◆ Your objective ◆
Count the lines in the records that contain the string "dark" and give only that number.

◆ Entries shown ◆
□ □ □

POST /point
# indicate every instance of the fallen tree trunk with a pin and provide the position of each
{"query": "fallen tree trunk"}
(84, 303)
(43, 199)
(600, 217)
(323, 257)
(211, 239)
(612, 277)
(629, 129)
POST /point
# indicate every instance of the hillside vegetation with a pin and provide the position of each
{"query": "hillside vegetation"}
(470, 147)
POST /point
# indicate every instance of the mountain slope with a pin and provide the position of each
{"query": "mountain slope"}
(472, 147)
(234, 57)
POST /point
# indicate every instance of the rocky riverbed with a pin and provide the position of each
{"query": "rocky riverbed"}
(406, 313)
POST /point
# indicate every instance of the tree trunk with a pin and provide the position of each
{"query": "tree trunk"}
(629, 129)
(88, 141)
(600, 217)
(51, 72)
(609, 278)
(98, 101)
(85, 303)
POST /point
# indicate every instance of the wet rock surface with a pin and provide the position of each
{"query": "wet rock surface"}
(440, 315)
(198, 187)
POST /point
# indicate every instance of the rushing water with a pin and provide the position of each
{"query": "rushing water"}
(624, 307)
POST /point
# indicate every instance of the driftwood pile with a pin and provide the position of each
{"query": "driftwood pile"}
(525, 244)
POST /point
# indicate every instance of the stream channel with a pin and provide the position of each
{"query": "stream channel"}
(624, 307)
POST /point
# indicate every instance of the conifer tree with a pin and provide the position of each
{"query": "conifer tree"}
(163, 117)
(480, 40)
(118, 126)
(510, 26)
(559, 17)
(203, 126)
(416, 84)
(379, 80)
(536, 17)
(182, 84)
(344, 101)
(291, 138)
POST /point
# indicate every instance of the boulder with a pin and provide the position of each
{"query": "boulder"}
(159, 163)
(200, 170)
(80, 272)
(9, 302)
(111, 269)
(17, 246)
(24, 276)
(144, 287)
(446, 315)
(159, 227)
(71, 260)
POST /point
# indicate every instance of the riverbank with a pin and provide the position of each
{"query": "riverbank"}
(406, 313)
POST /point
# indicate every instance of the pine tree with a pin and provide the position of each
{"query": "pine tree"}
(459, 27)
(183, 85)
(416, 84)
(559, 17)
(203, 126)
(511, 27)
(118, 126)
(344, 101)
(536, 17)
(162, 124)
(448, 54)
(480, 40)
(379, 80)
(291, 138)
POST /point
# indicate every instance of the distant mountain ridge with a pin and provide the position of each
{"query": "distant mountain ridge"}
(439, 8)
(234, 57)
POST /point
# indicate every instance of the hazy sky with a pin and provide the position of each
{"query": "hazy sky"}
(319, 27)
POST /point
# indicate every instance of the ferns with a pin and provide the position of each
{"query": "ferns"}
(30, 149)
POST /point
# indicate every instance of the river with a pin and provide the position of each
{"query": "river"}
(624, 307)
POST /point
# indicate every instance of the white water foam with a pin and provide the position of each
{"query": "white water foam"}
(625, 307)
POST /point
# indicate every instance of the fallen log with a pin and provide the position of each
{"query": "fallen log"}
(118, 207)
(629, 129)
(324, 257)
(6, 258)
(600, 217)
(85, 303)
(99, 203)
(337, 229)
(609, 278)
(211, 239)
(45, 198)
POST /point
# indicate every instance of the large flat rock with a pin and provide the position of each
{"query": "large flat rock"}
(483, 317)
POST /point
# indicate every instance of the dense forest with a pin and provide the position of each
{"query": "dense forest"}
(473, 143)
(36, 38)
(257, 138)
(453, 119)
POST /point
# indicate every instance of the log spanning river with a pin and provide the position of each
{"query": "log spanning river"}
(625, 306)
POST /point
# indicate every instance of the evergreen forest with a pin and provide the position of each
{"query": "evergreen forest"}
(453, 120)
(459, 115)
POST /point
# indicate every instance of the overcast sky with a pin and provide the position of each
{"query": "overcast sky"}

□ □ □

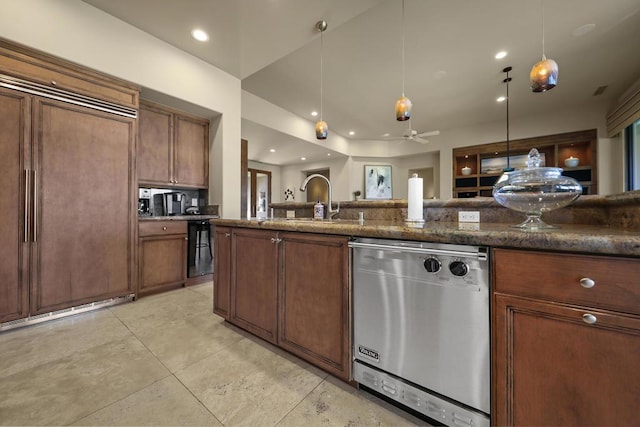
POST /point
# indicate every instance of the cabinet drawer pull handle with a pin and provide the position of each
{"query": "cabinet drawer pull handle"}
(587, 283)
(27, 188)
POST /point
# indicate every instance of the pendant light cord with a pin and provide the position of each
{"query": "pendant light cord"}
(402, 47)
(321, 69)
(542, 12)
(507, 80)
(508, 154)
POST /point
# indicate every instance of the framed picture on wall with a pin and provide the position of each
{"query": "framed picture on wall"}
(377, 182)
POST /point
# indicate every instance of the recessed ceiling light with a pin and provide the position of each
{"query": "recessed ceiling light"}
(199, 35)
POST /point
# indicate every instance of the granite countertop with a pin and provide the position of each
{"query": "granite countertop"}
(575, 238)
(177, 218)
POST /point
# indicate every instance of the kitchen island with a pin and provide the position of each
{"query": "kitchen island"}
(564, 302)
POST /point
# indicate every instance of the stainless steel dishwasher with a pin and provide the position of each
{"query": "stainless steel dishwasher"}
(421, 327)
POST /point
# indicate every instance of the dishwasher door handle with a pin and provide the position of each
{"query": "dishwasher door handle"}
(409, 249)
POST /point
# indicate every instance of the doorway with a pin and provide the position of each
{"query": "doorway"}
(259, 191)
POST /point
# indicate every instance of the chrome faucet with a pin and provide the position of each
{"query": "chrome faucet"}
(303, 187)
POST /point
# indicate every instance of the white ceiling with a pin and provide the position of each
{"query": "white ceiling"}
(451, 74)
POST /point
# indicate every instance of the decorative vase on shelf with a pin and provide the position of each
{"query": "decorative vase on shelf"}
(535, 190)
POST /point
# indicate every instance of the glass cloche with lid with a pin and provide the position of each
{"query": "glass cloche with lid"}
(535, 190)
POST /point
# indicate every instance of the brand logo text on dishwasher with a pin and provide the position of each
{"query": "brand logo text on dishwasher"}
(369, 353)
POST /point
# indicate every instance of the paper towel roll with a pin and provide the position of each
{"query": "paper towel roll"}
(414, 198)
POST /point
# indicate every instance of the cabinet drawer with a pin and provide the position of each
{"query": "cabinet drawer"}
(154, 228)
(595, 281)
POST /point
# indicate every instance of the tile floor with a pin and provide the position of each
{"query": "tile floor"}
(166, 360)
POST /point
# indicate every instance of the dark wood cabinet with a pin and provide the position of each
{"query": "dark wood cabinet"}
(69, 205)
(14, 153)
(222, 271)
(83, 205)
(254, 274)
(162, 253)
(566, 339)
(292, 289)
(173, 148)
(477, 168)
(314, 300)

□ □ □

◆ Written solution ◆
2